**Text section**
· · · ·

Since this has gotten shared outside of where I can comment or where people have any context for it, here's a six second video of the coat.
Here's another more recent video taken at burning man 2016.
The coat is made up of several pieces:
To make the jacket I took one of my other winter jackets, measured and traced the separate panels (back, two front sides and two sleeves) onto the faux fur, cut them out sewed them together and added a short collar. I used cheap hook and eye clasps to keep the design minimal. I can't really provide a tutorial on making this part. This project is very much a sewing project while making your own sewing pattern at the same time. If you're new to this, one of the most important things to pay attention to is make sure that any edge that is going to be sewn to another edge is the same length after you've traced the pattern, otherwise corners don't line up. This may or may not be obvious before you've screwed it up once but it's probably the most important thing when creating your own pattern.
I made a similar set of panels out of cotton duck.
Before putting these together though I added strips of elastic to create loops to hold the LEDs.
I guessed an appropriate spacing for the LEDs was about two inches in a square grid and based on that figured that 400 would give me decent coverage. When I received them I found that two inches was just about perfect for the physical size of the LED modules along with the wiring although I think the illumination would look marginally better with slightly closer spacing.
Similarly I worked out that 7/8 inch of elastic spaced over 5/8 inch of fabric seemed to be about the right spacing to hold the LED module in place firmly
The process was something like:
Marking the panels:
Marking the elastic:
Somewhere in this process I figured out how many LEDs fit on the torso section and thus how many were left to go on the arms. And made an appropriate grid for that as well.
The LED strings I bought are strings of 50 sealed modules with each module having a WS2801 controlled RGB LED that run off of 5 volts. Ultimately I chained the data lines so that all 400 were on the same data path and for power, paired up each string with one more so there are only 100 LEDs per group for power (maxing out at about 3 amp per group of 100).

· · · ·

**Data extract**
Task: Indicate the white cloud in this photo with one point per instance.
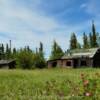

· · · ·

**Instructions for the task**
In the LED coat text, how many LEDs are in each power group?

**Exercise result**
100 LEDs per group.